SOURCE EXTRACT START

I am interested in the evolution of the ecological niche, and how ecological processes shape the evolutionary trajectories of populations and species. The distribution of a species is largely a reflection of its ecological niche, and a major part of my research aims to understand the ecological and evolutionary processes that shape the distribution patterns that we observe in natural populations. My research integrates community ecology, population biology, and phylogenetics; I use field experiments, molecular methods, anatomical techniques, and comparative methods to address a variety of questions about the evolution of the ecological niche in plant populations and species.
I have worked in a variety of plant community types, ranging from salt marshes to serpentine grasslands. I am particularly attracted to studying plant species that inhabit ecologically stressful or marginal habitats. In these habitats, ecology often leaves a particularly strong imprint on the evolution of populations and species. Endemics to ecologically stressful habitats often provide striking examples of niche evolution, and offer a rich context for experimentally examining how selection, gene flow and the genetic architecture of populations interact to direct - or restrict - the process of adaptation. Environmental variation across the distribution of a population or species can produce a mosaic of selective pressures, while concurrently structuring patterns of gene flow by influencing the direction and magnitude of seed dispersal and pollen transport. In these systems, I address questions such as "What ecological and genetic factors restrict this species to this habitat type?" "What are the patterns of adaptation across the distribution of this population (or species)?" and "How do various ecological factors influence patterns of gene flow across the species' distribution, and what are the evolutionary consequences of that gene flow?"

SOURCE EXTRACT END

**PROBLEM SET**
[1] Reproduce the passage on plant niche evolution word for word, starting with "I am interested" and going on through "plant populations and species.".
[2] According to the passage on plant niche evolution, which plant community types mark the range of habitats the researcher has worked in?
[3] Continue the passage on plant niche evolution from its last sentence.

DATA UNDER STUDY START

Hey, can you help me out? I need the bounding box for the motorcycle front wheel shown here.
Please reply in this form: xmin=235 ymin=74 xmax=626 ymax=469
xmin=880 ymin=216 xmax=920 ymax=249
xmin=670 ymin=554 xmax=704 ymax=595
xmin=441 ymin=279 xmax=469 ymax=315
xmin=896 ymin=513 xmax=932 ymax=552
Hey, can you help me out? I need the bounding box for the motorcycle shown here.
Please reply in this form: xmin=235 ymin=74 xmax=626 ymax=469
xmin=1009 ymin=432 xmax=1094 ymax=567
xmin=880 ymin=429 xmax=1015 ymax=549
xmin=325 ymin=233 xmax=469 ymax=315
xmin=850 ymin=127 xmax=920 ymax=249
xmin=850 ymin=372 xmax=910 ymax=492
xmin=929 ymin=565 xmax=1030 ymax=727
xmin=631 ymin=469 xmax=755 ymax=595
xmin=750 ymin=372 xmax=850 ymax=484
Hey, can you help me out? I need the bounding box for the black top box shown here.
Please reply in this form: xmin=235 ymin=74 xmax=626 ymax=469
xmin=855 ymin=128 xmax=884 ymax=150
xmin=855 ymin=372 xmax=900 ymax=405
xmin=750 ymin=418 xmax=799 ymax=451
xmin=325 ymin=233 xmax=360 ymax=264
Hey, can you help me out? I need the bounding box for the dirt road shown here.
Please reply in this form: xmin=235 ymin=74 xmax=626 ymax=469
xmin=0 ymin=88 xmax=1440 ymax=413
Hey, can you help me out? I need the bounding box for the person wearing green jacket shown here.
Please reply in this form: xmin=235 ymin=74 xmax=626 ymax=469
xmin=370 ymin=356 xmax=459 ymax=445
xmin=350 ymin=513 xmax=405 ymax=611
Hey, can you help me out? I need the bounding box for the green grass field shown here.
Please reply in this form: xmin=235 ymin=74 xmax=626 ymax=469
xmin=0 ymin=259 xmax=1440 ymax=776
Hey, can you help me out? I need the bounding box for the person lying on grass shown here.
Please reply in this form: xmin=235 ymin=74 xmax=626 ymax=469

DATA UNDER STUDY END
DATA UNDER STUDY START

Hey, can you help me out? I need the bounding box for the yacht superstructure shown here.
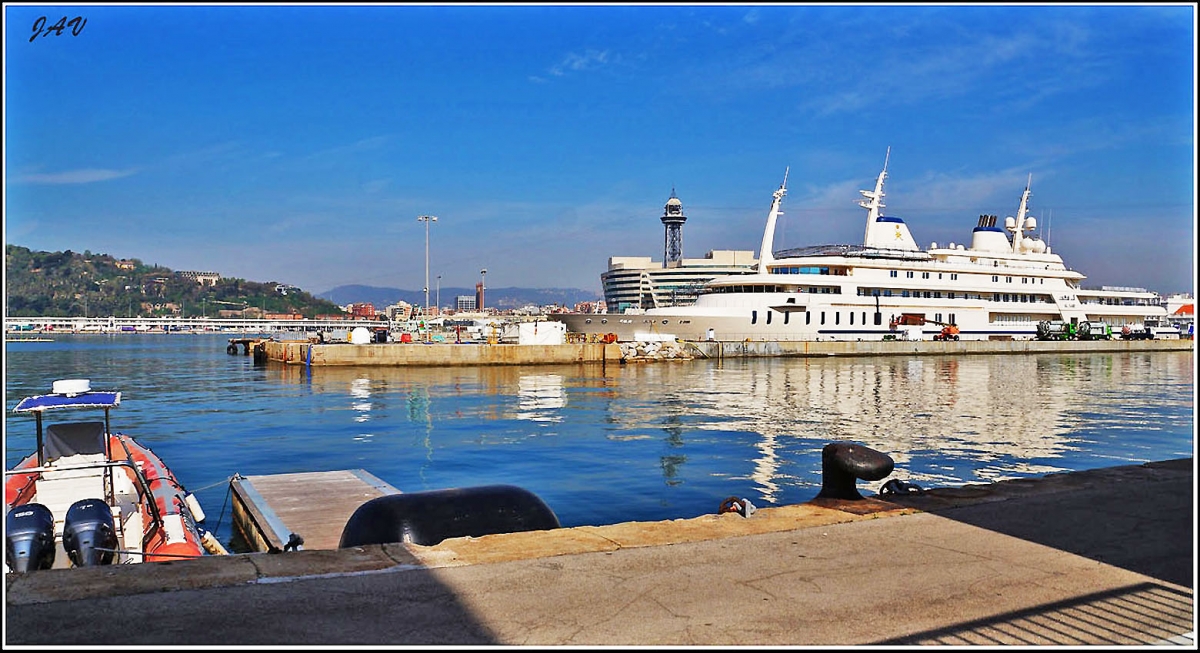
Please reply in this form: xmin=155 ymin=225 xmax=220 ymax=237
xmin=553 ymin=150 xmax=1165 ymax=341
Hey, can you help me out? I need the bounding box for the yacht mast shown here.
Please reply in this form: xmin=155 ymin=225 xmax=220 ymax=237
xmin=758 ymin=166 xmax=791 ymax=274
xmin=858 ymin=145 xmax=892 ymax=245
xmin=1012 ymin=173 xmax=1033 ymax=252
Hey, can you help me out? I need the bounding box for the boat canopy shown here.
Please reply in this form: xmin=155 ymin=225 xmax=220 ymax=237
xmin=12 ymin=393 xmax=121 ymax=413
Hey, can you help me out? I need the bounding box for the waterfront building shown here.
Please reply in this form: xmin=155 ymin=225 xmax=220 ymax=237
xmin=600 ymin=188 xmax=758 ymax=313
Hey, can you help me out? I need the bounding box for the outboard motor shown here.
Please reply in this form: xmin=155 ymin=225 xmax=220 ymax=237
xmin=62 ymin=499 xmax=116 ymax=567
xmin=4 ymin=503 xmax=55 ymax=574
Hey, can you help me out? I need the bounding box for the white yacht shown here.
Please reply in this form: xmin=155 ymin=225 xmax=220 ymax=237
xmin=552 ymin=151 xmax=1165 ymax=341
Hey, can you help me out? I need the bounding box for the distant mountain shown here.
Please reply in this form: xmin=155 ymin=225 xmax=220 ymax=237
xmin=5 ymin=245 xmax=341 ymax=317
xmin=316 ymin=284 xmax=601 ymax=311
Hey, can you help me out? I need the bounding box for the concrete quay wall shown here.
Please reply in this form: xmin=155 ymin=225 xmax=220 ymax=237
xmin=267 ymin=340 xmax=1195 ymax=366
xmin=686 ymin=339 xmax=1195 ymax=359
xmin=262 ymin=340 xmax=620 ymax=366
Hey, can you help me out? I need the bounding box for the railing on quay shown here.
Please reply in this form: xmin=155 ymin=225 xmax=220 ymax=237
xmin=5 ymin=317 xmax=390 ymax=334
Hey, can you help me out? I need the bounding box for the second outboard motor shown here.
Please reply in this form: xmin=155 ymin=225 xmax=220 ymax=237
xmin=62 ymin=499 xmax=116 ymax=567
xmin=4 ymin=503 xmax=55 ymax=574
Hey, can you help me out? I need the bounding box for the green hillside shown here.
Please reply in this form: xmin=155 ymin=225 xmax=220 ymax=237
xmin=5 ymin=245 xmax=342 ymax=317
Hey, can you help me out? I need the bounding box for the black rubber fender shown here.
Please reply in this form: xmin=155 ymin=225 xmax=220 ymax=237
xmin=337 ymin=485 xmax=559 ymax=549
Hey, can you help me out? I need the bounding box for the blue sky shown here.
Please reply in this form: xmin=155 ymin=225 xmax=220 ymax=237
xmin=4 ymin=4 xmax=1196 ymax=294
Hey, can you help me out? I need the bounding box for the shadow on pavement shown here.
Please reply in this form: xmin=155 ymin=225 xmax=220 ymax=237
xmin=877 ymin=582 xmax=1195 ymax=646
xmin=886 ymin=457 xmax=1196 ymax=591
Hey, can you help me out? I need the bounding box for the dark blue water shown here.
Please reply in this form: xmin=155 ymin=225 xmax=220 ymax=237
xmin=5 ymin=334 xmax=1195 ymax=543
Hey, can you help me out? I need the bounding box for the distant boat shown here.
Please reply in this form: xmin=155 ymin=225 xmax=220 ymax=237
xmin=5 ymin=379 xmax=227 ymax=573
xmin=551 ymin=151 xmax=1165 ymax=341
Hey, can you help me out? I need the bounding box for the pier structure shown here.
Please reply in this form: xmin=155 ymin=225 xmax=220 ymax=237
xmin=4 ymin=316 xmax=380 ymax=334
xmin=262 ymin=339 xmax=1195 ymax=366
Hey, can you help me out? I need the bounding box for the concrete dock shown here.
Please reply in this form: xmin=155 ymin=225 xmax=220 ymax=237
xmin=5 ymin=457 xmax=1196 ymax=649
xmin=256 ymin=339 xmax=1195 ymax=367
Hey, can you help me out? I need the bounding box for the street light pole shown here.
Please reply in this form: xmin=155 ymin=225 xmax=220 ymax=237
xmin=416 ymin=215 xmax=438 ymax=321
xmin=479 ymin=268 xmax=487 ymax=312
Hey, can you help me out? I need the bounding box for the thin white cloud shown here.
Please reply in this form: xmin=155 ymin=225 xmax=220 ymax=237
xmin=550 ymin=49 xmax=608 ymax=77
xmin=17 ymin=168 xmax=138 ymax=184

DATA UNDER STUDY END
DATA UNDER STUDY START

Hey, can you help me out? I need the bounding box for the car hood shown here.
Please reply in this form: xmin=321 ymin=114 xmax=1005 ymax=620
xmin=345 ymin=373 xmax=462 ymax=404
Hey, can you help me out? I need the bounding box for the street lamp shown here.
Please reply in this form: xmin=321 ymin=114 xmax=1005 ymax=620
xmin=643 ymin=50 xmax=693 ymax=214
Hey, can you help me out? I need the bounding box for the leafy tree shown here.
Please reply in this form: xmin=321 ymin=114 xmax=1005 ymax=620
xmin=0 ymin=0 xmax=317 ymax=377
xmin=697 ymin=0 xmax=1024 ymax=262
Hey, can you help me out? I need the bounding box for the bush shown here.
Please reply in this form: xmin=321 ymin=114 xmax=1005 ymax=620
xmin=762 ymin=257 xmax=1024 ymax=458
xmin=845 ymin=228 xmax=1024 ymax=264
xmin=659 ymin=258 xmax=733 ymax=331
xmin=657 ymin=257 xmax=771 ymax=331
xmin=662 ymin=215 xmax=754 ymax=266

DATA UNDER STUDY END

**TASK-BY-TASK ANSWERS**
[1]
I am interested in the evolution of the ecological niche, and how ecological processes shape the evolutionary trajectories of populations and species. The distribution of a species is largely a reflection of its ecological niche, and a major part of my research aims to understand the ecological and evolutionary processes that shape the distribution patterns that we observe in natural populations. My research integrates community ecology, population biology, and phylogenetics; I use field experiments, molecular methods, anatomical techniques, and comparative methods to address a variety of questions about the evolution of the ecological niche in plant populations and species.

[2] Salt marshes and serpentine grasslands.

[3]
The need for a general understanding of the processes that drive species' distribution patterns is particularly urgent in the face of global change. Our ability to predict which species can track a rapidly changing climatic conditions through dispersal and those that must adapt in situ (or go extinct) largely hinges on our understanding of the processes setting current population and species boundaries. Restoration efforts, which strive to create (or recreate) niche space for target taxa, often involve changing current distribution patterns and the introduction of non-local genotypes to increase population sizes or enhance genetic variation in a population. To truly predict the consequences of these actions, and to help make informed decisions about future restoration efforts, more research is needed that simultaneously investigates the ecological and evolutionary processes that limit species' ranges.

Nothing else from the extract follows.